- **DATA SECTION**:

--- START ---

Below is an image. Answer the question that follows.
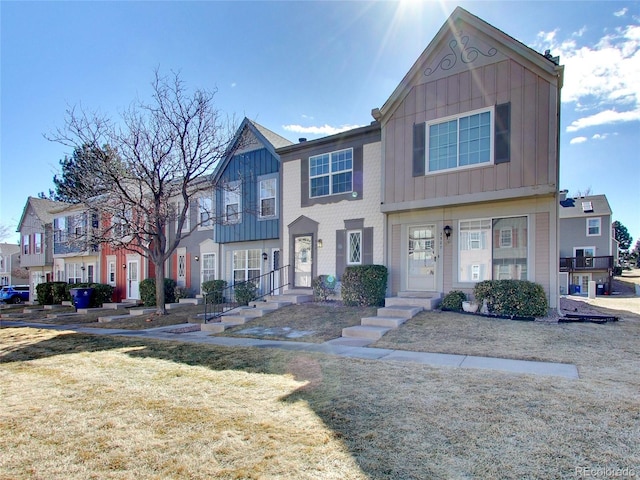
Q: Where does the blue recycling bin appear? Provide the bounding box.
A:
[69,288,93,309]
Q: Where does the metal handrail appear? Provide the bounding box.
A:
[204,265,289,323]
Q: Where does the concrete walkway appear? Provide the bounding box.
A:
[2,320,579,379]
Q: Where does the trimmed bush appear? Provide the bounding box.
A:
[311,275,336,302]
[36,282,71,305]
[234,281,258,305]
[473,280,549,318]
[202,280,227,304]
[440,290,467,312]
[140,278,176,307]
[341,265,389,307]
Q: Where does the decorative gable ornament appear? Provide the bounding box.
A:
[424,31,498,77]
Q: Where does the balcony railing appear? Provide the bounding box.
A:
[560,256,613,272]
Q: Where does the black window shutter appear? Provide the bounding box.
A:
[362,227,373,265]
[494,103,511,164]
[336,230,347,278]
[413,123,426,177]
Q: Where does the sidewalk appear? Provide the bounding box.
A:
[2,320,579,379]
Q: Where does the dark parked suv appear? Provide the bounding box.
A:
[0,285,29,303]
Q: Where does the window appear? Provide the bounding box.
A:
[426,109,493,172]
[198,197,213,227]
[260,178,277,218]
[107,261,116,286]
[53,217,67,243]
[22,235,31,255]
[233,249,262,283]
[500,228,513,248]
[458,217,528,282]
[65,263,82,284]
[309,148,353,197]
[33,233,42,255]
[587,217,601,237]
[224,182,241,223]
[202,253,216,282]
[347,230,362,265]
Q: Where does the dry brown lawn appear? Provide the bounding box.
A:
[0,274,640,480]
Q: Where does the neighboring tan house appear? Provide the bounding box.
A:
[51,204,100,284]
[18,197,69,299]
[212,118,291,294]
[558,190,618,295]
[372,7,563,307]
[278,122,384,289]
[0,243,22,286]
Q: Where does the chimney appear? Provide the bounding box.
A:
[558,190,569,202]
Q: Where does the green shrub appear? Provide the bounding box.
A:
[140,278,176,307]
[202,280,227,304]
[36,282,71,305]
[440,290,467,312]
[234,281,258,305]
[341,265,389,307]
[473,280,549,318]
[311,275,336,302]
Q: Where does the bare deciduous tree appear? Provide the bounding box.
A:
[48,71,234,314]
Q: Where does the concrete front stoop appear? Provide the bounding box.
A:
[338,292,442,346]
[200,290,313,333]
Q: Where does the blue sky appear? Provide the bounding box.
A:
[0,0,640,244]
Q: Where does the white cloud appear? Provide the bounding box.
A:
[567,109,640,132]
[282,125,362,135]
[537,20,640,132]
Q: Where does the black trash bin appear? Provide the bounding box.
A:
[69,288,93,309]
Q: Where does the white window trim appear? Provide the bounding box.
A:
[223,180,242,224]
[587,217,602,237]
[424,106,496,175]
[346,230,363,265]
[198,196,214,230]
[308,148,355,198]
[258,175,278,219]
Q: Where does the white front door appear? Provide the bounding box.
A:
[293,235,313,287]
[407,225,438,292]
[127,260,140,300]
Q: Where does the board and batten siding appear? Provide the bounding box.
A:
[215,148,283,243]
[383,59,558,204]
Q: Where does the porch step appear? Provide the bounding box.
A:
[360,317,407,328]
[378,308,424,318]
[384,292,442,310]
[266,290,313,305]
[178,295,204,305]
[342,325,391,340]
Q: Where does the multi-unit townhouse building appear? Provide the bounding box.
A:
[558,190,618,295]
[210,118,291,293]
[18,197,69,299]
[372,8,563,307]
[278,122,384,288]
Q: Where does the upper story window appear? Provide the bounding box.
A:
[224,181,242,223]
[587,217,601,237]
[347,230,362,265]
[259,177,277,218]
[33,233,42,255]
[198,197,213,227]
[309,148,353,197]
[426,108,494,172]
[22,235,31,255]
[53,217,67,243]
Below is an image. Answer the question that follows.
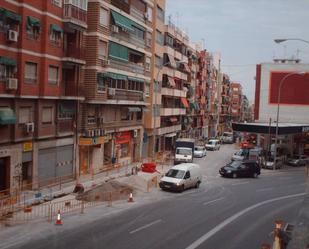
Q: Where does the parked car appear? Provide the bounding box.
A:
[194,146,206,157]
[219,160,261,178]
[262,157,283,169]
[205,139,220,150]
[159,163,202,192]
[287,155,309,166]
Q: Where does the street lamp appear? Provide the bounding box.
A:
[274,38,309,44]
[273,72,305,170]
[152,61,186,159]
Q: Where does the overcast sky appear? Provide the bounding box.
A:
[166,0,309,102]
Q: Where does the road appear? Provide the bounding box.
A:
[3,145,305,249]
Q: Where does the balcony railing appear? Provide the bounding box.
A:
[110,59,145,75]
[63,4,87,25]
[107,89,144,101]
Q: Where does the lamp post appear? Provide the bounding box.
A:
[153,61,186,159]
[273,72,305,170]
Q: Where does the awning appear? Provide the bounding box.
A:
[111,10,134,32]
[103,72,128,80]
[0,108,16,125]
[170,117,178,123]
[50,24,63,33]
[167,54,177,68]
[108,41,129,62]
[165,133,177,137]
[0,56,17,67]
[27,16,41,29]
[0,8,21,22]
[182,63,191,73]
[168,77,176,87]
[128,77,145,83]
[181,97,189,108]
[128,107,142,112]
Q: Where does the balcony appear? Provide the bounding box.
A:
[63,4,87,29]
[160,107,186,116]
[158,124,181,135]
[107,89,144,104]
[62,44,86,65]
[110,59,145,75]
[161,87,187,97]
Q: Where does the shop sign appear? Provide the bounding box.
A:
[78,137,104,146]
[23,142,33,152]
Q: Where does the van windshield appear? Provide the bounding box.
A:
[176,149,192,156]
[166,169,185,179]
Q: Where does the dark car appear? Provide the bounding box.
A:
[219,161,261,178]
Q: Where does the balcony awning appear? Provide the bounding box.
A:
[168,77,176,87]
[0,56,17,67]
[128,107,142,112]
[27,16,41,30]
[108,41,129,62]
[181,97,189,108]
[0,8,21,22]
[0,108,16,125]
[128,77,145,83]
[50,24,63,33]
[111,10,134,32]
[167,54,177,68]
[99,72,128,80]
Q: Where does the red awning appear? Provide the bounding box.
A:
[168,77,176,87]
[181,97,189,108]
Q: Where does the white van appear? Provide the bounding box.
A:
[159,163,202,192]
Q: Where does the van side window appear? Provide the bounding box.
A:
[185,171,190,179]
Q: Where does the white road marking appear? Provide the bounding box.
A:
[256,188,274,192]
[203,197,224,205]
[130,219,162,234]
[185,193,306,249]
[231,182,249,186]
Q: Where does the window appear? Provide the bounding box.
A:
[18,106,32,124]
[156,55,162,67]
[52,0,61,7]
[25,62,37,84]
[147,7,152,22]
[157,6,164,22]
[100,7,108,26]
[48,66,59,85]
[26,16,41,40]
[99,41,107,59]
[156,30,164,45]
[42,106,54,124]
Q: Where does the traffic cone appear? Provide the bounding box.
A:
[128,193,134,202]
[55,210,62,225]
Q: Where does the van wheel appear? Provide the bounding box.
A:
[195,181,201,188]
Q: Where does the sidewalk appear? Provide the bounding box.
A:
[288,166,309,249]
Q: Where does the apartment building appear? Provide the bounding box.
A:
[79,0,155,174]
[0,0,87,191]
[219,74,232,134]
[231,82,242,122]
[145,1,190,155]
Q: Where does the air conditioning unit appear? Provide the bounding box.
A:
[133,130,137,137]
[108,88,116,96]
[112,25,119,33]
[7,29,18,42]
[25,122,34,133]
[6,78,18,90]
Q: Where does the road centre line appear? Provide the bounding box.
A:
[185,193,306,249]
[203,197,224,205]
[256,188,274,192]
[231,182,249,186]
[130,219,162,234]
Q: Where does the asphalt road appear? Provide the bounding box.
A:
[5,145,305,249]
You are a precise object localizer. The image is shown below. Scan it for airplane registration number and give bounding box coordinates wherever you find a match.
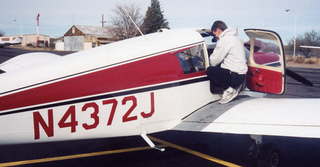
[33,92,155,140]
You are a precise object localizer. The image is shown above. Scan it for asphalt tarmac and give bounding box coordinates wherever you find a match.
[0,48,320,167]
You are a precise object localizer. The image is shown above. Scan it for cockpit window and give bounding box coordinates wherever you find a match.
[176,45,205,74]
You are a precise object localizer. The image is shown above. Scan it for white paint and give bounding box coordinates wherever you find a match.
[203,98,320,138]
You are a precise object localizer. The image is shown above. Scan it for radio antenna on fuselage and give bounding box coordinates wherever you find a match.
[124,10,144,36]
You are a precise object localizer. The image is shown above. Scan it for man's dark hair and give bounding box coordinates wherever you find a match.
[211,20,228,31]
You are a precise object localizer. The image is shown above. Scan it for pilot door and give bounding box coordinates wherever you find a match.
[244,29,285,94]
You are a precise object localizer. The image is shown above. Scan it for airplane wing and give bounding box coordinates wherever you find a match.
[174,96,320,138]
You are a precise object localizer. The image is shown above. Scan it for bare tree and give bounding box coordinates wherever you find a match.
[287,31,320,57]
[111,4,143,40]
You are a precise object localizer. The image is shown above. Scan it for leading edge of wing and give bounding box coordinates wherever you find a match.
[173,97,320,138]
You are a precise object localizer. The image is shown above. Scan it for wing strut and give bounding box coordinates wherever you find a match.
[141,133,166,152]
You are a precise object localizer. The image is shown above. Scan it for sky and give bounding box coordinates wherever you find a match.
[0,0,320,43]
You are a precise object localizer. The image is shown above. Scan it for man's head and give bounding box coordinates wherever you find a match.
[211,20,228,37]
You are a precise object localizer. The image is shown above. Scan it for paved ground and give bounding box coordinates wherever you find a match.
[0,48,320,167]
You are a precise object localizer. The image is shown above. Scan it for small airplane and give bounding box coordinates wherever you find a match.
[0,37,22,48]
[0,29,320,166]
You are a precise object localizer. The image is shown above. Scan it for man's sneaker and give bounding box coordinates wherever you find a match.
[219,87,240,104]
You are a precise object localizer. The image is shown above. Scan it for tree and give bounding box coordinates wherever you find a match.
[142,0,169,34]
[111,4,143,40]
[288,30,320,57]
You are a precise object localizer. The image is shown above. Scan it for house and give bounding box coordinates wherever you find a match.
[0,34,50,47]
[62,25,115,51]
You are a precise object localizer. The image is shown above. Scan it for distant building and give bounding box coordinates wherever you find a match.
[62,25,115,51]
[21,34,50,47]
[0,34,50,47]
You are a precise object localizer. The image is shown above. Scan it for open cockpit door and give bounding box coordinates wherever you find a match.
[244,29,285,94]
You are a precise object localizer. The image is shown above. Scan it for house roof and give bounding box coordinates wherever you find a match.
[75,25,113,38]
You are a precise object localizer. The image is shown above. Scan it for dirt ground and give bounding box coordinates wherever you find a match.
[286,62,320,69]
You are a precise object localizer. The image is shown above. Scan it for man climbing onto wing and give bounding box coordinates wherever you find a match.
[207,21,248,104]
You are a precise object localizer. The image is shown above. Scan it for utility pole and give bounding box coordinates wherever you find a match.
[101,14,107,27]
[285,9,297,57]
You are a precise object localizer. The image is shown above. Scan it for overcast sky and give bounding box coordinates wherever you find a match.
[0,0,320,42]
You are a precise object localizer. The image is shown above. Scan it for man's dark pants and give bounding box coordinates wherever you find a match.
[207,66,246,94]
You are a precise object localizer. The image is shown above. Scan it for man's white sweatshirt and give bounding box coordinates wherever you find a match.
[210,28,248,74]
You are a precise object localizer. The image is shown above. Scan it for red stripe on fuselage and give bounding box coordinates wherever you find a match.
[0,50,205,111]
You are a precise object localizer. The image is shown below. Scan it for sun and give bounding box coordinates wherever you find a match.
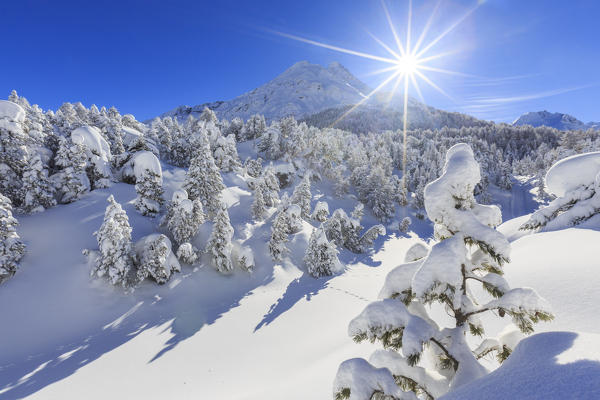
[396,54,419,75]
[273,0,484,193]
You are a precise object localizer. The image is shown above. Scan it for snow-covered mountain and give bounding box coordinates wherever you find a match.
[513,110,600,131]
[162,61,370,120]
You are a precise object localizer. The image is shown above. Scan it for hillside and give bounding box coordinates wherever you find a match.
[513,111,600,131]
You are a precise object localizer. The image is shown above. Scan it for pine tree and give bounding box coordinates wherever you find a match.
[0,194,25,283]
[135,169,164,217]
[251,179,267,221]
[136,234,181,285]
[51,136,90,203]
[206,204,233,274]
[304,227,340,278]
[163,190,205,244]
[92,195,135,287]
[177,242,198,265]
[336,143,552,398]
[23,154,56,213]
[269,208,290,261]
[290,176,312,219]
[213,135,240,172]
[398,217,412,233]
[311,201,329,222]
[183,143,225,217]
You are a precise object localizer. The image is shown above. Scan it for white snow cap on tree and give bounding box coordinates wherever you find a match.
[340,144,553,398]
[92,195,135,287]
[521,152,600,230]
[135,233,181,285]
[206,204,233,274]
[0,100,25,123]
[162,189,205,244]
[0,194,25,283]
[304,226,342,278]
[71,125,112,161]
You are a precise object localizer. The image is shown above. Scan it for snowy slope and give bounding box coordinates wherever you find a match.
[0,151,600,400]
[513,111,600,131]
[442,332,600,400]
[162,61,371,120]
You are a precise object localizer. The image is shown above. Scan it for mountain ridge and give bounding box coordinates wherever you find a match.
[512,110,600,131]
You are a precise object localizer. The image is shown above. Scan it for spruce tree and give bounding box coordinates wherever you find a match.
[92,195,135,287]
[0,194,25,283]
[290,172,312,219]
[335,143,552,399]
[304,227,340,278]
[206,204,233,274]
[251,179,267,221]
[164,190,205,244]
[183,143,225,218]
[135,169,164,217]
[136,234,181,285]
[22,154,56,213]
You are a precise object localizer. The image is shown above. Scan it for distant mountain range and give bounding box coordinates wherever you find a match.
[161,61,489,132]
[160,61,600,133]
[513,111,600,131]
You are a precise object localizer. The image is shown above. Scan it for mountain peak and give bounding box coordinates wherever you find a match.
[513,110,600,130]
[163,61,371,120]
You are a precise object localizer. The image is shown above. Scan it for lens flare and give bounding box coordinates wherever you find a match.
[273,0,484,193]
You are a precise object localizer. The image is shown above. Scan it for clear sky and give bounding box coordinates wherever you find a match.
[0,0,600,122]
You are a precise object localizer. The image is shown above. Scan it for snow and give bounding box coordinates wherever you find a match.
[162,61,371,121]
[512,111,600,130]
[348,299,436,357]
[0,100,25,123]
[441,332,600,400]
[546,152,600,197]
[121,126,144,147]
[71,125,111,162]
[333,358,408,400]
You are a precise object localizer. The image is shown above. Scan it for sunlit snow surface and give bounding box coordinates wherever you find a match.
[0,159,600,400]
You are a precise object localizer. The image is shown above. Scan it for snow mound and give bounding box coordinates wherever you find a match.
[0,100,25,122]
[121,150,163,184]
[441,332,600,400]
[71,125,111,161]
[546,151,600,197]
[122,126,144,147]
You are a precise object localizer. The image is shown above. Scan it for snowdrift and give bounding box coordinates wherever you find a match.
[441,332,600,400]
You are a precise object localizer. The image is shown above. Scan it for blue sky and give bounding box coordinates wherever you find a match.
[0,0,600,121]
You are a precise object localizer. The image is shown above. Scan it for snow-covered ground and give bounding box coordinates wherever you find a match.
[0,161,600,400]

--- END ---

- **SHORT EXERCISE**:
Copy out the stretch from "Q: Where does the white van" through "[124,10,144,36]", renaming "traffic cone" to "safety cone" and changing nothing else. Leave the pictures out.

- **EXERCISE SOLUTION**:
Q: Where does the white van appear? Provide the bounding box.
A:
[159,163,202,192]
Q: Where does the van side window appear? Provide the bounding box.
A:
[185,171,190,179]
Q: Where does the white road marking appear? Provide the bounding box.
A:
[256,188,274,192]
[203,197,224,205]
[130,219,162,234]
[185,193,306,249]
[231,182,249,186]
Q: Where does the window appear? Provide the bounding box.
A:
[18,106,32,124]
[156,55,162,67]
[52,0,61,7]
[25,62,37,84]
[147,7,152,22]
[157,6,164,22]
[100,7,108,26]
[48,66,59,85]
[26,16,41,40]
[99,41,107,59]
[156,30,164,45]
[42,106,54,124]
Q: Where does the safety cone appear? Provide the bounding box.
A:
[128,193,134,202]
[55,210,62,225]
Q: Where does the van wheel appear? Provide the bounding box.
A:
[195,181,201,188]
Q: Where does the sidewalk appear? Provide the bounding box.
A:
[288,166,309,249]
Q: Where does the apartment building appear? Provide the bounding box.
A:
[79,0,155,174]
[0,0,87,191]
[219,74,232,134]
[231,82,242,122]
[145,1,190,155]
Q: Where does the air conditioning unit appear? Provide the bounding box.
A:
[133,130,137,137]
[108,88,116,96]
[112,25,119,33]
[7,29,18,42]
[25,122,34,133]
[6,78,18,90]
Q: Where does the road centre line appear? Provide the bounding box.
A:
[185,193,306,249]
[203,197,224,205]
[256,188,274,192]
[231,182,249,186]
[130,219,162,234]
Q: Where does the asphalt road appear? Provide the bounding box.
A:
[5,145,305,249]
You are a precise object localizer. The image is shown below. Scan it for airplane registration number and give bounding box coordinates wherever you find a match.
[33,92,155,140]
You are a precise object localizer. The image is shown above. Scan it for asphalt tarmac and give bounding box coordinates wherever you find a match.
[0,48,320,167]
You are a precise object localizer. The image is shown above. Scan it for cockpit window and give bounding box coordinates wherever you find a match.
[176,45,205,74]
You are a precise object localizer. The image is shown above. Scan it for white paint and give bounding box coordinates wherever you find a match.
[203,98,320,138]
You are a precise object localizer. The image is shown above. Scan it for radio antenna on fuselage and give bounding box coordinates wherever you find a match.
[124,10,144,36]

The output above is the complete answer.